> **TEXT PROVIDED**
Hydrogel structures don’t rely on solder to fold into shape. Rather, the repulsive forces between charged molecular groups provide the oomph. Hydrogels are polymers, and certain molecular groups attached to their polymer chains repel each other as the acidity of their environment changes. Because the groups are bound to the material, they can’t move far apart, but they can force the material to swell, says Lee.
To exploit this force for folding, Lee and his colleagues combined two hydrogel layers: one that swells a great deal and one that doesn’t swell. The team first used photolithography to make a two-dimensional array of specifically shaped, miniature wells in a silicon wafer. The researchers then transferred that pattern to a 10-cm-by-10-cm piece of rubber. They poured one hydrogel into the wells of the rubber and solidified the hydrogel to create the first layer. Then, they added a layer of a different hydrogel. After solidifying that layer, the researchers bent the rubber mold to release the structures from the wells.
When the researchers placed those flat structures into solution, one hydrogel layer began to swell, while the other kept its volume in check. Blocked on one side, the swelling layer expanded on the other, which pulled the whole structure into a three-dimensional shape, explains Lee. The researchers described the structures in the Dec. 15, 2005 Journal of Physical Chemistry B.
To make drug-delivery devices, the researchers put a thin square of polymer, which contains the drug, at the center of the hydrogel bilayer. When flat, “the bilayer is like a cross, and the drug is in the middle [square],” says Lee. The drug-carrying polymer also contains an adhesive so that the hydrogel structures will stick to the mucus covering the intestinal tissue.

> **PROBLEM STATEMENT**
Summarize the passage on folding hydrogel structures in three sentences.

> **DATA TO EXAMINE**
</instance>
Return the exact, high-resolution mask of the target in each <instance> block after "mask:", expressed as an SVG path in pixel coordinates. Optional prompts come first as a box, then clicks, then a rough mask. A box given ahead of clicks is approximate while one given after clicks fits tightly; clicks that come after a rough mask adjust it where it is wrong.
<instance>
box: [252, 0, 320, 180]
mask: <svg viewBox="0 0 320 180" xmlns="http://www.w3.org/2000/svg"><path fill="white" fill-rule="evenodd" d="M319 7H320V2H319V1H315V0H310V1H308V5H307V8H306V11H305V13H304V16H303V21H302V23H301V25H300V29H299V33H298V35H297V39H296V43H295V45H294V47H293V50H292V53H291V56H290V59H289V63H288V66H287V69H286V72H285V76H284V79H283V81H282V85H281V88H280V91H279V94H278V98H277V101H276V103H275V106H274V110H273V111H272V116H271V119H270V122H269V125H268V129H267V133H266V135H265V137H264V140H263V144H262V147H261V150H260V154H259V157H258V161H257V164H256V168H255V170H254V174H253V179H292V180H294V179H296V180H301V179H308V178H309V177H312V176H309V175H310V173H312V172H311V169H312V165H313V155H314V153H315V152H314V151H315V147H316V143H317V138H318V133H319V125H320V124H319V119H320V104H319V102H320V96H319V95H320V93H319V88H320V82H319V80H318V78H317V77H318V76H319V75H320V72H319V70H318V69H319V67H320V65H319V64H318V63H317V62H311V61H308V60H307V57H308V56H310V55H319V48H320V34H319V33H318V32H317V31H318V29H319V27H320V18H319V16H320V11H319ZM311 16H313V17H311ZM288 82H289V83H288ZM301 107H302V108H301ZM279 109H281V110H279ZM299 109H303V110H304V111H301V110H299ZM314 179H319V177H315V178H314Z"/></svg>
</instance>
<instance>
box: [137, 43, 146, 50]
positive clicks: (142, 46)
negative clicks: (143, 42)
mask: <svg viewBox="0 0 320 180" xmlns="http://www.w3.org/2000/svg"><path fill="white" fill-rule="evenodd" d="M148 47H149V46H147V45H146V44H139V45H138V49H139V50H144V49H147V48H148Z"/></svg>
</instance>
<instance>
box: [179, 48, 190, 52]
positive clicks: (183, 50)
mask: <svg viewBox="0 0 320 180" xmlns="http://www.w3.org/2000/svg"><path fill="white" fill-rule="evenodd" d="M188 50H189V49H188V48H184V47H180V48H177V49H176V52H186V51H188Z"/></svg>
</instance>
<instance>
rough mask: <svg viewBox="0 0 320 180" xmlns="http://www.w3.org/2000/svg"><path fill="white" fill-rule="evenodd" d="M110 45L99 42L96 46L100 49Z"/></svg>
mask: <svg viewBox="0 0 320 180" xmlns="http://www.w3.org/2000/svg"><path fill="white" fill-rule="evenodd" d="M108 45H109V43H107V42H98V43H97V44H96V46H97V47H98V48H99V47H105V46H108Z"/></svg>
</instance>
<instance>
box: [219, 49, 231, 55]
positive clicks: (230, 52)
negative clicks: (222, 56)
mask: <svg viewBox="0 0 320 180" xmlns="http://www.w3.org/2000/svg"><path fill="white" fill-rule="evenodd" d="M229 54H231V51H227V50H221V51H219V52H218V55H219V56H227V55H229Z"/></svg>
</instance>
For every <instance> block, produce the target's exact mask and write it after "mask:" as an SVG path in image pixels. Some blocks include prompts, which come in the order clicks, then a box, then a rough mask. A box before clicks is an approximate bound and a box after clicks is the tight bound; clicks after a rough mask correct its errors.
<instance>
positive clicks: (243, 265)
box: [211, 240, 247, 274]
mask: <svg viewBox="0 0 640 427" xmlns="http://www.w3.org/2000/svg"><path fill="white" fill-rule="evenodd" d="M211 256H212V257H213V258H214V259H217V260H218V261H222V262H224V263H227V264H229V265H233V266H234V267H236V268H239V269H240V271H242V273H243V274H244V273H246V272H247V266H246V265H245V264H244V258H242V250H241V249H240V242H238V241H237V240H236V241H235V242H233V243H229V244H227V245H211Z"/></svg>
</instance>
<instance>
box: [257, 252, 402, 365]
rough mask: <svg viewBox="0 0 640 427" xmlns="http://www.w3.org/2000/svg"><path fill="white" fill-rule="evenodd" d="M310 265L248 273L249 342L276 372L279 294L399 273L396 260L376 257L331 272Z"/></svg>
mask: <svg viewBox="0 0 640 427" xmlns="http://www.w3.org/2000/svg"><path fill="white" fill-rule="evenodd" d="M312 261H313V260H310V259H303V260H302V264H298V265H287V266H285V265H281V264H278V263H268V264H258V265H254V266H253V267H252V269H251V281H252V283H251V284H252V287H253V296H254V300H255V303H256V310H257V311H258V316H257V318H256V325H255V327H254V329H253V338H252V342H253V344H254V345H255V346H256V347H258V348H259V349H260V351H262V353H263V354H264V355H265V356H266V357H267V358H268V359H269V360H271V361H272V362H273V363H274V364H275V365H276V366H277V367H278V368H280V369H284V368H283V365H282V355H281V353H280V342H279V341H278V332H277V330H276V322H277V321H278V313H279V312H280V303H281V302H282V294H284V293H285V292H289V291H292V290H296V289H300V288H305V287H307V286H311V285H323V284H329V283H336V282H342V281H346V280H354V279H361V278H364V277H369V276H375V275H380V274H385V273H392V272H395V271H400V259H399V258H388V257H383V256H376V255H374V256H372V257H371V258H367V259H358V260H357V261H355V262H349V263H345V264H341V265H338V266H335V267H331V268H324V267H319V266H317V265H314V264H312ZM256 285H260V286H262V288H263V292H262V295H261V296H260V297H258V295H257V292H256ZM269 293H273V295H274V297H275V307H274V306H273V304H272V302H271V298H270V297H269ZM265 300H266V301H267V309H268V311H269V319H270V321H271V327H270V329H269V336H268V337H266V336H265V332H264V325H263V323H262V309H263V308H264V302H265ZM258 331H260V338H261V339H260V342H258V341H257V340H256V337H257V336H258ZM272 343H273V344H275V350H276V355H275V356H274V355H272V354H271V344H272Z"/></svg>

> **ANSWER BOX**
Hydrogel structures fold without solder because charged molecular groups on their polymer chains repel each other as the acidity of their environment changes, which forces the material to swell. Lee and colleagues built flat two-layer structures, one hydrogel that swells a great deal and one that doesn't, by filling wells in a rubber mold patterned from a photolithographed silicon wafer. In solution, the swelling layer expands on its free side and pulls the structure into a three-dimensional shape; for drug delivery, a drug-containing polymer square with an adhesive for sticking to intestinal mucus sits at the center of the bilayer.